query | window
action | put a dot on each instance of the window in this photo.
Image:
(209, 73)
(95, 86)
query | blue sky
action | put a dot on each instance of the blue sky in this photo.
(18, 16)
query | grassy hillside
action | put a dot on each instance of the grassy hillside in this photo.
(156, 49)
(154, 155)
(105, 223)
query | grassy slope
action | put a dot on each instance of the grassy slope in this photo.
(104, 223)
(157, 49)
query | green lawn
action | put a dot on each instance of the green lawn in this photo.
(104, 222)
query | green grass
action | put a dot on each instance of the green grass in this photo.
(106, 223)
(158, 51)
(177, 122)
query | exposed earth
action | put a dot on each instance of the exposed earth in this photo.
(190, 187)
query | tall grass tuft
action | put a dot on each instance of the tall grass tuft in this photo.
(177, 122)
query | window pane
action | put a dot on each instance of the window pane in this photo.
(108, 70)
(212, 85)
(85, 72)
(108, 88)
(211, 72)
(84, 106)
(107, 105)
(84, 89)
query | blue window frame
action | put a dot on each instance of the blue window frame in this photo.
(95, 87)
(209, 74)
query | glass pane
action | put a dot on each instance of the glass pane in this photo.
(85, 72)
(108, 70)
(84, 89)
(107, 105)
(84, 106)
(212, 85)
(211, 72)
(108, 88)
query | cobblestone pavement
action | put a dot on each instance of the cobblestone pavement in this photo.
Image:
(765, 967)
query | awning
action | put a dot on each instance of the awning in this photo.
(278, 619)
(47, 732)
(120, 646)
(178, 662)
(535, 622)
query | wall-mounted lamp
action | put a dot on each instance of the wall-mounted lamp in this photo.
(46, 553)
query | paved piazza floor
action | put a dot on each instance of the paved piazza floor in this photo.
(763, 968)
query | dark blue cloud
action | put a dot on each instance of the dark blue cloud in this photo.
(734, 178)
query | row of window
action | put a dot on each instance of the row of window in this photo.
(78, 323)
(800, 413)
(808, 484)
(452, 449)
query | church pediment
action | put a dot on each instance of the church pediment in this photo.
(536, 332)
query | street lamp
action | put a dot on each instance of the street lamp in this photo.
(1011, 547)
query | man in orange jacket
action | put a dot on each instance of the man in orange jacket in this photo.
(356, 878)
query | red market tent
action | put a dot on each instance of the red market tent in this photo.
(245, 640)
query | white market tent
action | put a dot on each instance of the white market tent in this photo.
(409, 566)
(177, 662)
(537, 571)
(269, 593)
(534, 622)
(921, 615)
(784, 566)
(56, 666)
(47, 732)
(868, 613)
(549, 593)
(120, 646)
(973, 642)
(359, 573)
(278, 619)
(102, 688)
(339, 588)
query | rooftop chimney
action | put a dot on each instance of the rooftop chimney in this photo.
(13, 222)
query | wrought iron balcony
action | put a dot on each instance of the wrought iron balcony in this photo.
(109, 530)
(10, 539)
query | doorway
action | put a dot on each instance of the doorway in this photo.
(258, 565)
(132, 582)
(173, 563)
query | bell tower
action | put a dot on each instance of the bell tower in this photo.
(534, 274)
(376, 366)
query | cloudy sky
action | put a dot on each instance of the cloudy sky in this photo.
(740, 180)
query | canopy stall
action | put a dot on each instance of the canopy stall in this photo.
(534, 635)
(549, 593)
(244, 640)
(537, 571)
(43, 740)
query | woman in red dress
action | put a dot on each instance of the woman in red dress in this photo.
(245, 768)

------------------------------------------------------------------------

GOAL OF THE EXERCISE
Retype every entry above, word for word.

EXERCISE RESPONSE
query | window
action | put a dot on each instance of the window in this photo.
Image:
(209, 73)
(95, 86)
query | blue sky
action | put a dot on each instance of the blue sky in this photo.
(18, 16)
query | grassy hillside
action | put a dot on each instance of the grassy hillside in this photo.
(156, 49)
(154, 155)
(105, 223)
query | grassy slope
action | put a dot on each instance of the grassy slope in this photo.
(104, 223)
(157, 49)
query | green lawn
action | put a dot on each instance of the green lawn in this photo.
(104, 222)
query | green grass
action | put a dot on each instance of the green grass in this photo.
(106, 223)
(158, 51)
(177, 122)
query | exposed earth
action | put a dot on each instance of the exposed earth in this photo.
(190, 187)
query | tall grass tuft
action | put a dot on each instance of the tall grass tuft in this photo.
(177, 122)
query | window pane
action | put a dot on each instance of the window pane in this photo.
(108, 70)
(212, 85)
(85, 72)
(108, 88)
(211, 72)
(84, 106)
(107, 105)
(84, 89)
query | blue window frame
action | put a dot on each instance of the blue window frame in this photo.
(95, 87)
(209, 74)
query | glass pane
action | put a dot on each instance of the glass pane in this photo.
(85, 72)
(108, 70)
(84, 89)
(107, 105)
(84, 106)
(212, 85)
(211, 72)
(108, 88)
query | cobblestone pavement
action | put a dot on each instance of the cobblestone pavement in this photo.
Image:
(765, 967)
query | awning
action | put a dot on each instance of the awning in this photo.
(278, 619)
(47, 732)
(120, 646)
(178, 662)
(535, 622)
query | wall-mounted lamp
action | put a dot on each instance of the wall-mounted lamp in this photo.
(46, 553)
query | paved piazza floor
action | put a dot on each instance of the paved piazza floor in this photo.
(763, 968)
query | dark blue cloud
action | put a dot on each instance of the dark blue cloud in this photo.
(734, 178)
query | row of window
action | put a dot on each instance of the row of window in this photo.
(78, 323)
(800, 413)
(808, 484)
(452, 449)
query | church pediment
action | put a dot on each instance of the church pediment in this photo.
(536, 332)
query | street lamp
action | put a dot on each instance of the street lamp in this photo.
(1011, 547)
query | man in orange jacket
action | put a dot on each instance of the man in orange jacket in this photo.
(356, 878)
query | red market tent
action | put a dot on each instance of the red market tent in this photo.
(245, 640)
query | white market tent
action | put a dot on each instance of the white market tent in this photo.
(409, 566)
(177, 662)
(537, 571)
(269, 593)
(534, 622)
(921, 615)
(784, 566)
(56, 666)
(47, 732)
(868, 613)
(549, 593)
(120, 646)
(973, 642)
(359, 573)
(278, 619)
(102, 688)
(339, 588)
query | rooftop chimney
action | put a dot on each instance of the rooftop chimney in this photo.
(13, 222)
query | wrought iron balcony
action | put a dot on each instance of the wrought iron balcony in this photo.
(109, 530)
(10, 539)
query | doorway
action | put a dot on each instance of the doorway in this photo.
(258, 565)
(132, 582)
(173, 563)
query | bell tower
action | put a dot on each instance of the bell tower in this photo.
(534, 274)
(376, 366)
query | cloudy sky
action | put a dot on each instance of the cloudy sky in this photo.
(740, 180)
query | canopy stall
action | put a dot on each instance of the canopy stall in this photo.
(534, 635)
(549, 593)
(244, 640)
(537, 571)
(43, 740)
query | woman in red dress
action | put a dot on each instance of the woman in red dress in this photo.
(245, 768)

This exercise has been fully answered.